RECORDS FOR THE EXERCISE>
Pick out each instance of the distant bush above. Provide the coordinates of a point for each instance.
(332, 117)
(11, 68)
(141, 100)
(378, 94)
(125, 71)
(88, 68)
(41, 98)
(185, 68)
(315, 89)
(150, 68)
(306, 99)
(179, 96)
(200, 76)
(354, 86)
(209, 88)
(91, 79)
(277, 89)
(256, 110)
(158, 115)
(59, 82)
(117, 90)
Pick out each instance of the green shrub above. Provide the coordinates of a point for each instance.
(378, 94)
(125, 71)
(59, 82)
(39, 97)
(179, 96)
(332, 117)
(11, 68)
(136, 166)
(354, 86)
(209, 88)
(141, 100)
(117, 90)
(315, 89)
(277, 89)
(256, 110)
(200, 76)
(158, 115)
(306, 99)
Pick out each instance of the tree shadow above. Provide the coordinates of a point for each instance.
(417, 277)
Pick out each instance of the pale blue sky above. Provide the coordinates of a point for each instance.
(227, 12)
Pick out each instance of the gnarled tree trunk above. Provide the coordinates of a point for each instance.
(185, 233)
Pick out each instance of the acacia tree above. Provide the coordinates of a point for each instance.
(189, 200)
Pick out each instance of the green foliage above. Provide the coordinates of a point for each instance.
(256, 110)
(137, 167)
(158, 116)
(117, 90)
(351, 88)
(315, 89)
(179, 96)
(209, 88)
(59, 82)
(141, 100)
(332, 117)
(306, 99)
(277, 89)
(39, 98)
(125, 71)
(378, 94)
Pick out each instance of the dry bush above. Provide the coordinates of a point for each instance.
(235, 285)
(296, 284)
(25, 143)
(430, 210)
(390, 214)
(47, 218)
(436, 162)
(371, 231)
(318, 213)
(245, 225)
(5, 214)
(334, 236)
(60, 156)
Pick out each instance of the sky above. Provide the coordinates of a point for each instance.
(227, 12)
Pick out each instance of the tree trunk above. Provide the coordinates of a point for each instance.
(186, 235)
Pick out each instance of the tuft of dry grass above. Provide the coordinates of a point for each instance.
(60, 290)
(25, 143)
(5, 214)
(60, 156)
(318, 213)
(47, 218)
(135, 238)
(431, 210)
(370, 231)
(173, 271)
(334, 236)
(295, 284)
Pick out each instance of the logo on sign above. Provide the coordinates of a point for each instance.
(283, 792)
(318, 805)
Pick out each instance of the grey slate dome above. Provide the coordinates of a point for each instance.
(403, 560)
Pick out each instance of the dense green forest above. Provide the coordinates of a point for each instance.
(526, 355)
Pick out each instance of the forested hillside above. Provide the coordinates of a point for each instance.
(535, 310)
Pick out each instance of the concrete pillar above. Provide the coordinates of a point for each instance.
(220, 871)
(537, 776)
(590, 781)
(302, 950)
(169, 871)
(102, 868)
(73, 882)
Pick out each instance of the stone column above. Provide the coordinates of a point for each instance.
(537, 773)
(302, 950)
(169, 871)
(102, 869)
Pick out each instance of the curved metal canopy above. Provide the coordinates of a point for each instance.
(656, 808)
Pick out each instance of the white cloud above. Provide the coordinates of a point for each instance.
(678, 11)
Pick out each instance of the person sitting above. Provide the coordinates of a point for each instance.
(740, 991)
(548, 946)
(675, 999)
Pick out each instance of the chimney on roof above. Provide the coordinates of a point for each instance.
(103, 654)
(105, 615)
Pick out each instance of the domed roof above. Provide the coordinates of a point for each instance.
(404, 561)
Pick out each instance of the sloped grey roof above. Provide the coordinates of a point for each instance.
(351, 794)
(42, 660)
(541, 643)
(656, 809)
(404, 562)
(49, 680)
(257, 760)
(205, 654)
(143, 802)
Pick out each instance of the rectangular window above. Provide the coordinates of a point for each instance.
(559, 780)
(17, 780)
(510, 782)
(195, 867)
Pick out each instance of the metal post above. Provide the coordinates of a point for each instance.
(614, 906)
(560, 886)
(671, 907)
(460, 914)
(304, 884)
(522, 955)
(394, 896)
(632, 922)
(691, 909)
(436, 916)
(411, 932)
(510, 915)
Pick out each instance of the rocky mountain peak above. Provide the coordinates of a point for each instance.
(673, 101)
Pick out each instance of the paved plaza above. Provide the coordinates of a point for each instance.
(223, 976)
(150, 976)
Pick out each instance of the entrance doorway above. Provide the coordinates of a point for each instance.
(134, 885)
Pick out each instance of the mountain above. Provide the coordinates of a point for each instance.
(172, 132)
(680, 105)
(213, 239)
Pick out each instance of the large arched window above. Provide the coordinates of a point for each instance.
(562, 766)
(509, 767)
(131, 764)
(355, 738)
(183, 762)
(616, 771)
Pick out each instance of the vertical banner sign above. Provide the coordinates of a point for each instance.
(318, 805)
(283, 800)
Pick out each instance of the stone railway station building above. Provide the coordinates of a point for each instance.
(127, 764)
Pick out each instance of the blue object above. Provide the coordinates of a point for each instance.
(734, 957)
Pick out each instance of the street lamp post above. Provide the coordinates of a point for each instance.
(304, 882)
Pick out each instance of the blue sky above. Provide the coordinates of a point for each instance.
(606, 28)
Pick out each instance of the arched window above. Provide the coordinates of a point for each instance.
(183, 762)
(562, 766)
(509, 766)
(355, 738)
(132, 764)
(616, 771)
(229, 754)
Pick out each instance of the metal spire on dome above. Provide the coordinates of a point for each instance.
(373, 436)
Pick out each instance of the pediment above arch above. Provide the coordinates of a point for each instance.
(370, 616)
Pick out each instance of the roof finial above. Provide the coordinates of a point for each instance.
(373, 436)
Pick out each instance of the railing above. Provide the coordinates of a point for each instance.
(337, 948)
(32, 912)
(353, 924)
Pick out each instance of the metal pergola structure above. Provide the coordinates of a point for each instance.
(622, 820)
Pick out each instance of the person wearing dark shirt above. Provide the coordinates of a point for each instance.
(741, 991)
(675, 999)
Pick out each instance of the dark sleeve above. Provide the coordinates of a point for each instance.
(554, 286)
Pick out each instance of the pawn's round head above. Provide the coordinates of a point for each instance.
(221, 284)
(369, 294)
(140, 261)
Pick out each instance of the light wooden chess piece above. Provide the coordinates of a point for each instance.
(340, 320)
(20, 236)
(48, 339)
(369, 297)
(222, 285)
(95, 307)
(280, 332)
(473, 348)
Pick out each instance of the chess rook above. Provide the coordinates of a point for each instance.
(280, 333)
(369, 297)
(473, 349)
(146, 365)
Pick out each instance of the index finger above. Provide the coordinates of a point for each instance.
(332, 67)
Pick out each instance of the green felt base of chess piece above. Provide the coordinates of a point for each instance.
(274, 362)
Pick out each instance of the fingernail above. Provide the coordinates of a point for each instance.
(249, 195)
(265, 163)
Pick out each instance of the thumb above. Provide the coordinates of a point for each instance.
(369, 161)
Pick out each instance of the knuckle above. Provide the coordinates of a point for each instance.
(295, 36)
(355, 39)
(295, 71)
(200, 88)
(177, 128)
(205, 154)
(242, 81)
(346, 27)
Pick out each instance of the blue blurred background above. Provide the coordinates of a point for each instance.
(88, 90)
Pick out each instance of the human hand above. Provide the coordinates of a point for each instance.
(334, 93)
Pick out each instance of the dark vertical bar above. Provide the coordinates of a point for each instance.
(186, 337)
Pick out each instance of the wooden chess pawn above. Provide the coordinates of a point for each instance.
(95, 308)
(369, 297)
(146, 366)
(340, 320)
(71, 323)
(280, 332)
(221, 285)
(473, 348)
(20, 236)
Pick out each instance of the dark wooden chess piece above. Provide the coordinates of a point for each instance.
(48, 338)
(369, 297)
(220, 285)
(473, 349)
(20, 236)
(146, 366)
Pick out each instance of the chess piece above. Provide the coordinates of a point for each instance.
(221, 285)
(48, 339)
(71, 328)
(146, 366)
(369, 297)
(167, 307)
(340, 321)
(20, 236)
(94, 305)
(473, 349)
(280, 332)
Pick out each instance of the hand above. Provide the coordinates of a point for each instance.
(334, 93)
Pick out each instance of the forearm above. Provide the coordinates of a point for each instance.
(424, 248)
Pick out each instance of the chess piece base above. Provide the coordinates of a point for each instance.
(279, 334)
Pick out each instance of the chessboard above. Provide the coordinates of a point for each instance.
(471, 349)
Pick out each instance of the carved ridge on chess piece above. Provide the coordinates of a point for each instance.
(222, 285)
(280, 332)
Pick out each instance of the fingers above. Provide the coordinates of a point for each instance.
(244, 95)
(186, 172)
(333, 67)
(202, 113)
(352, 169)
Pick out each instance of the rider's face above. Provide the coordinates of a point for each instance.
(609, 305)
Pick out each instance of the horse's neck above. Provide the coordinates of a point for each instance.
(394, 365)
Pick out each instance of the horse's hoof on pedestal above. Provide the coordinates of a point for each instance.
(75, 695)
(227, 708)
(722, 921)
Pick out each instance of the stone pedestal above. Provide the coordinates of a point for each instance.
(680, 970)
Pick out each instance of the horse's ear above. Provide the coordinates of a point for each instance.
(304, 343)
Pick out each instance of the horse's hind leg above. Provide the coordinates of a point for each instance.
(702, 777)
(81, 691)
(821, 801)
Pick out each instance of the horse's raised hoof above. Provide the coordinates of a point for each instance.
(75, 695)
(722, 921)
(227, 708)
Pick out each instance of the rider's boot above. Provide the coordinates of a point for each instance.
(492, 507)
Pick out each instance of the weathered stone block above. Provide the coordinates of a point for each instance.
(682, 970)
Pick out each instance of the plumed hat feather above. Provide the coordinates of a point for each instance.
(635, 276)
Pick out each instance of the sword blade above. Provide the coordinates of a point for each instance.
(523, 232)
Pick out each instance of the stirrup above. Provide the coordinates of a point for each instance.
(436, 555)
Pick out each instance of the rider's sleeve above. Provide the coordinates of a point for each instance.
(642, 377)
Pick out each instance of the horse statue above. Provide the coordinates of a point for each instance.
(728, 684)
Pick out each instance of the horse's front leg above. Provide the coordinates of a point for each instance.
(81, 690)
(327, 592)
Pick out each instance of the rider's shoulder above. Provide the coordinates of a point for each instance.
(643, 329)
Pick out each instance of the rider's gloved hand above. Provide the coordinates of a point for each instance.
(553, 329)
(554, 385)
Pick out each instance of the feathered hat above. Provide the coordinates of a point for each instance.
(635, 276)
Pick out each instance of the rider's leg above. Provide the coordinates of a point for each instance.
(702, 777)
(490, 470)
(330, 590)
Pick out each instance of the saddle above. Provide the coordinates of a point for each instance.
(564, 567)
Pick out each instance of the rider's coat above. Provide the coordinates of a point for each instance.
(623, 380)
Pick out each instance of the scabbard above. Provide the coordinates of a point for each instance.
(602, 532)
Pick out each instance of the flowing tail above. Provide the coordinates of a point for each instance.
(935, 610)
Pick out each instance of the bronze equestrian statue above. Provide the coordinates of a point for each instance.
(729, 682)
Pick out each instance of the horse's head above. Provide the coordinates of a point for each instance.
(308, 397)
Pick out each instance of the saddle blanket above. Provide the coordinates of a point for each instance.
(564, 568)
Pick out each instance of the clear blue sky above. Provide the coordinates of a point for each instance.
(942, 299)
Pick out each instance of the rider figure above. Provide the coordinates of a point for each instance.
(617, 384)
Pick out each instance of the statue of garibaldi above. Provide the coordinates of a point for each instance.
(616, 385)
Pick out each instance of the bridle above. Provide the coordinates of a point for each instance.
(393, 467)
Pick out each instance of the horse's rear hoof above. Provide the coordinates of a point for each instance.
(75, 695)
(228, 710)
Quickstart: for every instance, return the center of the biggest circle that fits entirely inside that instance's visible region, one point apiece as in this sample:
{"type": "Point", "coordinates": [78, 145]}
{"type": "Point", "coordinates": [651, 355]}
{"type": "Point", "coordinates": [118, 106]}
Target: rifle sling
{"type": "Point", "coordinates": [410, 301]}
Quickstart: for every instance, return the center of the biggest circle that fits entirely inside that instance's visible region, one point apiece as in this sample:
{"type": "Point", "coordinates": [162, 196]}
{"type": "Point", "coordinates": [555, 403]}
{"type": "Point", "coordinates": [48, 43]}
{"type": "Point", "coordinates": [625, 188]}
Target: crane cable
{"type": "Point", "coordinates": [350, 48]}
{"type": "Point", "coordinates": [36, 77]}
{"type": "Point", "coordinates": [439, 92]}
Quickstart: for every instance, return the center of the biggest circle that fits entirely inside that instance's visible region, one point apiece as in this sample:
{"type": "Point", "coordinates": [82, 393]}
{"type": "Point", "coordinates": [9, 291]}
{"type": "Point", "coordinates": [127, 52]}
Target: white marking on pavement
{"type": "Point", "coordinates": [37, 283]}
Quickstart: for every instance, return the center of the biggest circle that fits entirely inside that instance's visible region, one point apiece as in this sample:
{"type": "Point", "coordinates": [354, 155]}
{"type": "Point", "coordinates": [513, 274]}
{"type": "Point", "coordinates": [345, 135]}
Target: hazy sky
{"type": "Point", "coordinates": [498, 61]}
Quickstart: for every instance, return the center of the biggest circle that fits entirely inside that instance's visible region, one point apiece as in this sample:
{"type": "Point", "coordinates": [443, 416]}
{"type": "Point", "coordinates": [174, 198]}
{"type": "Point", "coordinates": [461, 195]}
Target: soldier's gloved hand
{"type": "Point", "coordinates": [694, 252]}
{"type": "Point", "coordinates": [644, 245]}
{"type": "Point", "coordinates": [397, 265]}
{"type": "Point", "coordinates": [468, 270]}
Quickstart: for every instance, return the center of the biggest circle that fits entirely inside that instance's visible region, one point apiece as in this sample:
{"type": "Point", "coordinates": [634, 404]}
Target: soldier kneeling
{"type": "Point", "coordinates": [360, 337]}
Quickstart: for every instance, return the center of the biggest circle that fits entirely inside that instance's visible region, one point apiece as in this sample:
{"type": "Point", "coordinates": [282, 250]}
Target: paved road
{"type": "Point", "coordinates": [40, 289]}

TASK INSTRUCTIONS> Extract every line above that contains the word "white", and reproduce each of those lines in full.

COMPLETED EXERCISE>
Pick out each instance of the white cloud above. Provide the coordinates of a point for each instance.
Target: white marking on pavement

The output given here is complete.